### [Instructions to follow]
Copy the data exactly.
--------------------------------
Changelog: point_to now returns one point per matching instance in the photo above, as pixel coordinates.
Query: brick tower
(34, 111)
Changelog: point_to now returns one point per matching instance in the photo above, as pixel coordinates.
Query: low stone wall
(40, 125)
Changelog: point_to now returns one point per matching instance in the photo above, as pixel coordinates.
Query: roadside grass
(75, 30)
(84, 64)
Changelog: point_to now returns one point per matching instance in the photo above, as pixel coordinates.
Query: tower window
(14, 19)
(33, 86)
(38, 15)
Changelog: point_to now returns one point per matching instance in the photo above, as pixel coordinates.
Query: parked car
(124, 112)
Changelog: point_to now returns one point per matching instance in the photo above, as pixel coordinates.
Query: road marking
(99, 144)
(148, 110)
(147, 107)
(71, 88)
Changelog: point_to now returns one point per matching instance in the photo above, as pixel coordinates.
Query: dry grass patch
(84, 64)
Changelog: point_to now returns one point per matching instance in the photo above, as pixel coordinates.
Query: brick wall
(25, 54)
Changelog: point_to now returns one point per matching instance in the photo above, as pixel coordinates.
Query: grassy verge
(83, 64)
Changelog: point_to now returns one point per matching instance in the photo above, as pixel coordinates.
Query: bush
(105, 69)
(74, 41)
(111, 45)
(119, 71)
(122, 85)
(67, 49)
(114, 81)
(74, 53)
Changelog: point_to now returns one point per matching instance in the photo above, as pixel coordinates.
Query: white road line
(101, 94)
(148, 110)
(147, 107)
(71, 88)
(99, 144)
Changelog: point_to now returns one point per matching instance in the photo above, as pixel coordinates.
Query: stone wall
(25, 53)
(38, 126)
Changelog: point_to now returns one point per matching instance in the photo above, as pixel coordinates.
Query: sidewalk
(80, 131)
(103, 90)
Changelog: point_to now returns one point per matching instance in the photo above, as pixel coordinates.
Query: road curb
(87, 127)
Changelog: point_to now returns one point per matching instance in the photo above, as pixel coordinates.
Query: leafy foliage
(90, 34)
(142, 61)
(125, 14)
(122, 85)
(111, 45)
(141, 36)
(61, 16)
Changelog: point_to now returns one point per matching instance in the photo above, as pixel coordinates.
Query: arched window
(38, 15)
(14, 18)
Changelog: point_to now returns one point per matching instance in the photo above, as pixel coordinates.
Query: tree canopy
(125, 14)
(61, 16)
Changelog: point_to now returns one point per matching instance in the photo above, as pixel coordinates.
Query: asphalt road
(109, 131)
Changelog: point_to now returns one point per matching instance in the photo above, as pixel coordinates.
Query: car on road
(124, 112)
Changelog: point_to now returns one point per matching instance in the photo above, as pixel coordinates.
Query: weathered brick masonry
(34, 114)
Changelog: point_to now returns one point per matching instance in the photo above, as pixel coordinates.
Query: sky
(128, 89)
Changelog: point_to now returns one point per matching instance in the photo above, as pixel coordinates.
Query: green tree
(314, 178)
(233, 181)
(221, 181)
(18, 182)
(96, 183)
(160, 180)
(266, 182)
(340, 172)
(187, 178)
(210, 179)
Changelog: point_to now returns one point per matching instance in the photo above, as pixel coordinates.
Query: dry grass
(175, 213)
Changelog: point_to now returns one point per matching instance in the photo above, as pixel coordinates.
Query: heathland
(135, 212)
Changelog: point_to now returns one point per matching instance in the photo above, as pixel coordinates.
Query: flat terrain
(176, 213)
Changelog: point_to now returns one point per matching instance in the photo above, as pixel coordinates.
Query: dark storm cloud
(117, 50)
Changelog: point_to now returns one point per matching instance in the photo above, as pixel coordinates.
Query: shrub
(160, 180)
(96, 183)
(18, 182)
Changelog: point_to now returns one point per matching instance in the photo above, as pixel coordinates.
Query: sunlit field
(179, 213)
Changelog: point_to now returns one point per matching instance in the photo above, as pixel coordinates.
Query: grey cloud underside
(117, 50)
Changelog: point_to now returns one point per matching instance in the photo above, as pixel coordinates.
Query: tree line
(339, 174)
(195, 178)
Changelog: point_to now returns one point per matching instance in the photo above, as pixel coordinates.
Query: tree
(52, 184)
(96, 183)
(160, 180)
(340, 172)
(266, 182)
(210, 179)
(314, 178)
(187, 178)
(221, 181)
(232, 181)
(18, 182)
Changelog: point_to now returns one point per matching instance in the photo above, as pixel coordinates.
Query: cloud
--------------------------------
### [Answer box]
Changelog: point_to now returns one point per matching instance in the photo above, as pixel coordinates.
Query: brick tower
(34, 111)
Changelog: point_to now returns one point per matching instance in the photo above, as pixel coordinates.
Query: low stone wall
(40, 125)
Changelog: point_to now returns one point per matching instance in the photo above, as pixel coordinates.
Query: roadside grass
(75, 30)
(84, 64)
Changelog: point_to now returns one point per matching instance in the photo above, as pixel coordinates.
Query: tower window
(14, 19)
(33, 86)
(38, 15)
Changelog: point_to now returns one point per matching instance in the photo above, as pixel coordinates.
Query: parked car
(124, 112)
Changelog: point_to now returns one point per matching instance in the photo above, as pixel coordinates.
Query: road marking
(99, 144)
(148, 110)
(147, 107)
(71, 88)
Changelog: point_to now returns one point per matching instance in the photo above, as pixel coordinates.
Query: dry grass patch
(84, 64)
Changelog: point_to now returns one point per matching instance in the photo above, as pixel coordinates.
Query: brick wall
(25, 54)
Changelog: point_to now returns one point per matching instance in the photo above, as pixel coordinates.
Query: grassy verge
(83, 64)
Changelog: point_to now returns one point per matching instance in the photo above, as pixel coordinates.
Query: bush
(105, 69)
(74, 41)
(111, 45)
(119, 71)
(122, 85)
(67, 49)
(114, 81)
(74, 53)
Changelog: point_to now returns one point per matching instance in the photo above, as pixel coordinates.
Query: white road line
(101, 94)
(148, 110)
(147, 107)
(71, 88)
(99, 144)
Changelog: point_to now returns one point per matching instance in the photo above, as pixel coordinates.
Query: stone wall
(25, 53)
(38, 126)
Changelog: point_to now returns one point per matching instance in the photo above, as pixel coordinates.
Query: sidewalk
(80, 131)
(103, 90)
Changelog: point_to now returns one point per matching instance in the photo above, as pixel coordinates.
Query: road curb
(87, 127)
Changelog: point_to now returns one point per matching instance in the photo above, as pixel coordinates.
Query: leafy foliage
(90, 34)
(142, 61)
(125, 14)
(122, 85)
(111, 45)
(141, 36)
(61, 16)
Changelog: point_to now returns one point per matching instance in the photo above, as pixel coordinates.
Query: arched window
(38, 15)
(14, 18)
Changelog: point_to now returns one point per matching instance in the photo above, as pixel coordinates.
Query: tree canopy
(125, 14)
(61, 16)
Changelog: point_to now returns one point per matching instance in the photo above, as pixel coordinates.
Query: asphalt road
(109, 131)
Changelog: point_to now returns one point per matching instance in the photo above, as pixel coordinates.
Query: car on road
(124, 112)
Changelog: point_to now returns one point per matching instance in the photo above, as pixel coordinates.
Query: weathered brick masonry
(34, 114)
Changelog: point_to now returns one point per matching instance in the photo above, as pixel coordinates.
Query: sky
(128, 89)
Changelog: point_to now returns one point per matching instance in the photo above, as pixel coordinates.
Query: green tree
(314, 178)
(233, 181)
(221, 181)
(18, 182)
(96, 183)
(160, 180)
(266, 182)
(340, 172)
(187, 178)
(210, 179)
Changelog: point_to now returns one point per matching instance in the photo above, as pixel coordinates.
Query: dry grass
(175, 213)
Changelog: point_to now returns one point per matching instance in the photo above, as pixel coordinates.
Query: heathland
(135, 212)
Changelog: point_to now returns one point per matching instance in the photo above, as pixel coordinates.
Query: flat terrain
(176, 213)
Changelog: point_to now returns one point per matching instance in the photo above, as pixel coordinates.
Query: dark storm cloud
(117, 50)
Changelog: point_to now returns one point per matching instance in the photo above, as pixel coordinates.
Query: shrub
(160, 180)
(96, 183)
(18, 182)
Changelog: point_to now returns one point per matching instance in the photo above, as pixel coordinates.
Query: sunlit field
(179, 213)
Changelog: point_to now returns one point per matching instance in the photo above, as pixel coordinates.
Query: grey cloud underside
(117, 50)
Changelog: point_to now returns one point per matching instance in the photo above, as pixel coordinates.
Query: tree line
(339, 174)
(195, 178)
Changelog: point_to now returns one point per matching instance in the photo above, as pixel coordinates.
Query: tree
(52, 184)
(96, 183)
(160, 180)
(340, 172)
(266, 182)
(210, 179)
(314, 178)
(187, 178)
(221, 181)
(232, 181)
(18, 182)
Changelog: point_to now returns one point per matching instance in the photo above, as pixel coordinates.
Query: cloud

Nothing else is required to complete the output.